# SHORT EXERCISE
Report each line in the data below that contains the string "race", copying the whole line. Treat uppercase and lowercase letters as different.

# GIVEN RECORDS

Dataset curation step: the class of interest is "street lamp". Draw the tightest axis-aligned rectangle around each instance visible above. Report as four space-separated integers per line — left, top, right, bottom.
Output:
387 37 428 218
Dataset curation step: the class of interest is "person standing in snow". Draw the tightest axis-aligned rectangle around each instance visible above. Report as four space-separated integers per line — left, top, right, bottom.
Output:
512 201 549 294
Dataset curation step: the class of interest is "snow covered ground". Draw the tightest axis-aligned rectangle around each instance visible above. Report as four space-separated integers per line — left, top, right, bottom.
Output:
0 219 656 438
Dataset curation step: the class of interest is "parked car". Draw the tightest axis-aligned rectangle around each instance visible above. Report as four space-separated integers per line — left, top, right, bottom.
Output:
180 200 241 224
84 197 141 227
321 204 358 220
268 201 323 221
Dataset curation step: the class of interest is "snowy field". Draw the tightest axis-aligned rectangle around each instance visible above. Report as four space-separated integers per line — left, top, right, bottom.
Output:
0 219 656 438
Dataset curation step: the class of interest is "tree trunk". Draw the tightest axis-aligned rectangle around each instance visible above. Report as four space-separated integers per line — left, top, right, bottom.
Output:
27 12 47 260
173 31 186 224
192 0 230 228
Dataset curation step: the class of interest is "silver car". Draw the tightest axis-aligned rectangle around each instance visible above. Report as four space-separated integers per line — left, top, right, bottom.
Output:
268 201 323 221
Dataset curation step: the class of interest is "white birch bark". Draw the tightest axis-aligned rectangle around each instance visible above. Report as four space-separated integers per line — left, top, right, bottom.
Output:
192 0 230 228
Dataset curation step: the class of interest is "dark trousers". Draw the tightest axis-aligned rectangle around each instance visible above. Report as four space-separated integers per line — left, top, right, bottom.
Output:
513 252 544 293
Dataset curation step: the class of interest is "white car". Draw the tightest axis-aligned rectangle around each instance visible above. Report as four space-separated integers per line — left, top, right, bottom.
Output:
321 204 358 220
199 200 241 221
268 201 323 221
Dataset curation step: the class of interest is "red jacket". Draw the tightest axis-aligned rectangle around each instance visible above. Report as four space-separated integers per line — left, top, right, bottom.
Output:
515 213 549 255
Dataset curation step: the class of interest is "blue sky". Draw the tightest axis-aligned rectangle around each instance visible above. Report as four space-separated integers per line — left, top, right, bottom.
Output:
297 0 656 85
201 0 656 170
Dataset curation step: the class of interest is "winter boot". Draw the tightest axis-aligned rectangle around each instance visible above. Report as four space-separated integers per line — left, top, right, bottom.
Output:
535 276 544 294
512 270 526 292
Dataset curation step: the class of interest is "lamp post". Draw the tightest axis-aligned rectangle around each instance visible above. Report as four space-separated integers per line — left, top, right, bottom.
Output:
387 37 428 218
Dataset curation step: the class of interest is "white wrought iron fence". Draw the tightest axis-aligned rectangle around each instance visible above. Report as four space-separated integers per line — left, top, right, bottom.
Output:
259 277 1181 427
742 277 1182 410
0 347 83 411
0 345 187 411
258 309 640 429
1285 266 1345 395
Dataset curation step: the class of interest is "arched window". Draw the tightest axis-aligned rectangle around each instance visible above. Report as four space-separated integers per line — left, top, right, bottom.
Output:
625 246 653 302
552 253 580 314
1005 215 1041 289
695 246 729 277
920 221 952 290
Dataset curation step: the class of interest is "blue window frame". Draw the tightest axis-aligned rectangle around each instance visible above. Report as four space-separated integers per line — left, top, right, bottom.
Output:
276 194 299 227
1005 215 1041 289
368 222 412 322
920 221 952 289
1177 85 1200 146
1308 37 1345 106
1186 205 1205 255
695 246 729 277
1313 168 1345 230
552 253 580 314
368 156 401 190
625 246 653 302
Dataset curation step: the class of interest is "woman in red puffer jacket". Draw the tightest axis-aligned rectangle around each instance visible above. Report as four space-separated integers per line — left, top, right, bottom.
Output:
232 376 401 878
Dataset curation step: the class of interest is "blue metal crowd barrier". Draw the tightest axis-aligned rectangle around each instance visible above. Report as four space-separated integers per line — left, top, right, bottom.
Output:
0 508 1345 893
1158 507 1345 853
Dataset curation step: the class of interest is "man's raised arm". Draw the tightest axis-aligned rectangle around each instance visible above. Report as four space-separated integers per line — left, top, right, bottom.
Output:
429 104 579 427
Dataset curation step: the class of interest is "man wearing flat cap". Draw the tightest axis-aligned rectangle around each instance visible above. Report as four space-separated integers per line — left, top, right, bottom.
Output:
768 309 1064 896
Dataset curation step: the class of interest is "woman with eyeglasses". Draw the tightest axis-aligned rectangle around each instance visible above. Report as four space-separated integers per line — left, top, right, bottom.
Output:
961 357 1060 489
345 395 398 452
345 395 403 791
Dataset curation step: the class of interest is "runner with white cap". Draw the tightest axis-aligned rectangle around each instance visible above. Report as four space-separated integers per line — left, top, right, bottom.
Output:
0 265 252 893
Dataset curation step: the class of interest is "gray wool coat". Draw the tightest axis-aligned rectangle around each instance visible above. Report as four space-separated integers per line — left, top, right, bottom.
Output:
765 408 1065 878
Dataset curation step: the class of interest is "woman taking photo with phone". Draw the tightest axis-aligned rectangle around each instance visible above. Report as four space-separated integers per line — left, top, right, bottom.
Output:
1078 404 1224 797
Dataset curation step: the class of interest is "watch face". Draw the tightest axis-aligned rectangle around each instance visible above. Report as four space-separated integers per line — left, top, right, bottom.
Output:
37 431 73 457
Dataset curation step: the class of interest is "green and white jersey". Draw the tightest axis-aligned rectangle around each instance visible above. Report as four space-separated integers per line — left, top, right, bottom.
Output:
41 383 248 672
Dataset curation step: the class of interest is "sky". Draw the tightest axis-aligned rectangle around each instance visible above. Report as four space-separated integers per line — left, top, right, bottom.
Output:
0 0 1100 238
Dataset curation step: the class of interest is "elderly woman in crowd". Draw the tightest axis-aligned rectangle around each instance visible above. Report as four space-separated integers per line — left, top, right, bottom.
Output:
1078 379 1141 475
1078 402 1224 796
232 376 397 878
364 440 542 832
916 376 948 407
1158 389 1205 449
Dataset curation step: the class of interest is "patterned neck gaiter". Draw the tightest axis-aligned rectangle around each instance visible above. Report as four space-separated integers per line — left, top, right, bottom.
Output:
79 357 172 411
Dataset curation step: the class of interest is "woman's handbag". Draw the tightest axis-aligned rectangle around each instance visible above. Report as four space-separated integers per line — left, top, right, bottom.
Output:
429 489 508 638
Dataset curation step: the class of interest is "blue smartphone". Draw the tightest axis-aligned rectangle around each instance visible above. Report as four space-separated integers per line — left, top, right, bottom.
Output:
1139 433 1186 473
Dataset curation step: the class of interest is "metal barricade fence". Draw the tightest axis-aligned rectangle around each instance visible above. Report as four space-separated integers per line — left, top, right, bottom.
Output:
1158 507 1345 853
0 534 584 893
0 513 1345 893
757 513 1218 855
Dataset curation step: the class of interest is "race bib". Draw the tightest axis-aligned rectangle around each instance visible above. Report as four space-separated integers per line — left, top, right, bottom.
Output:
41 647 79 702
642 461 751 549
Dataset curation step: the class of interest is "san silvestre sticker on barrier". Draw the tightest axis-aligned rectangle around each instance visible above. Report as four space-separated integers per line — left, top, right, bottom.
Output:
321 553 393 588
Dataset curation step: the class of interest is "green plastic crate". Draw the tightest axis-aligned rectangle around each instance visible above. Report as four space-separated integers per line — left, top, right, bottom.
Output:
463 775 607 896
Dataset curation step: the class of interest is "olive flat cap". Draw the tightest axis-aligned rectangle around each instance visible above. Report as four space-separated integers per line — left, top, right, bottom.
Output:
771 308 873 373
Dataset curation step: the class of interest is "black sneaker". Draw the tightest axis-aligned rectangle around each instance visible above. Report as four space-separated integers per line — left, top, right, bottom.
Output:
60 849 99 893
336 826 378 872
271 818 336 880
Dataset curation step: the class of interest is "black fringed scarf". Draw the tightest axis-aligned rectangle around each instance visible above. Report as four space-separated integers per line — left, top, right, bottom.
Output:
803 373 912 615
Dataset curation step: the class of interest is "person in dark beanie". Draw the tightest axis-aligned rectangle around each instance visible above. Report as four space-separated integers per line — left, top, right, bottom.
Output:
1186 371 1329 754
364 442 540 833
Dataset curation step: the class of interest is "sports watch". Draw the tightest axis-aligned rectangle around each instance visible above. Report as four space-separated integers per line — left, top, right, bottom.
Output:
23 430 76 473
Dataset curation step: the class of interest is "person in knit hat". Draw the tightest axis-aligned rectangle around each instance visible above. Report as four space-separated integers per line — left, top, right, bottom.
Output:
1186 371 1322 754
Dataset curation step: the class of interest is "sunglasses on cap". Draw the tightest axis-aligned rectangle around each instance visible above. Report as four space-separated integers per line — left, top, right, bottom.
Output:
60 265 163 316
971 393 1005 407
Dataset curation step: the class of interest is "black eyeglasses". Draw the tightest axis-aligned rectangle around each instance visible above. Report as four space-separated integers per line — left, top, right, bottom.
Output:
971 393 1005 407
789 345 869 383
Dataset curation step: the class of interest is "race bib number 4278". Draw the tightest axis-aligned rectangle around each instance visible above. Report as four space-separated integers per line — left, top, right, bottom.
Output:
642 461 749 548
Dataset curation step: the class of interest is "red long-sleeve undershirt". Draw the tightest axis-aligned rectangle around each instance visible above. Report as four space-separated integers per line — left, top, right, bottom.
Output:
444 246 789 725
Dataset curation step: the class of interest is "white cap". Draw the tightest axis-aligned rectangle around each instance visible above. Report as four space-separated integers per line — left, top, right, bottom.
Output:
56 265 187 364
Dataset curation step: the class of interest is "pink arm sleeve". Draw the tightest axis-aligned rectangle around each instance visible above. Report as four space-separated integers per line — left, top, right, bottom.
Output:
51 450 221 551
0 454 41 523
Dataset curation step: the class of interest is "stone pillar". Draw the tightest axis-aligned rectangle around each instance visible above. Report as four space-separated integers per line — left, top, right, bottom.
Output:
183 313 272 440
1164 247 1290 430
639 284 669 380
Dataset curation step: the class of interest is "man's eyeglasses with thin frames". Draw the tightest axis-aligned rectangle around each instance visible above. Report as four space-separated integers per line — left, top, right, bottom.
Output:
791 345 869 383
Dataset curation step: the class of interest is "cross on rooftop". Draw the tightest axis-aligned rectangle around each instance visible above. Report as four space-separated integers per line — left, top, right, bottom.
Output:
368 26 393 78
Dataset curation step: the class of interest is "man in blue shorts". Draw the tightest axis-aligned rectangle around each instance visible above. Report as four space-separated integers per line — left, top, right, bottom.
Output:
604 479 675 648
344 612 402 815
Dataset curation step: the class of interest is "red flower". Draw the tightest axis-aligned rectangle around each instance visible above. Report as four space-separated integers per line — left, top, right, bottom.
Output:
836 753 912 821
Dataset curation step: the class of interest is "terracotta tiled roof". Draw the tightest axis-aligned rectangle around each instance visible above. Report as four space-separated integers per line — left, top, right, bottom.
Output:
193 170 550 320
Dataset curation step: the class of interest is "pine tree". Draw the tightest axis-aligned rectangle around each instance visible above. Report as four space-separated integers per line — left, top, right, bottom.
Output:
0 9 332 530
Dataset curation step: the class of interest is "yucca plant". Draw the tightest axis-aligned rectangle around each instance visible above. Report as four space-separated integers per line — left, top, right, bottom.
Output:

# SOLUTION FOR THIS EXERCISE
Dataset curation step: the class of interest is "race bib". Draw the tightest axis-aligned rectangle around each instance visible above. Report as four space-separated integers per line — left, top, right, bottom.
Dataset curation step: the class of interest is "race bib number 4278". Draw the tightest axis-aligned rectangle around each instance visible above. Report as four space-separated integers per line — left, top, right, bottom.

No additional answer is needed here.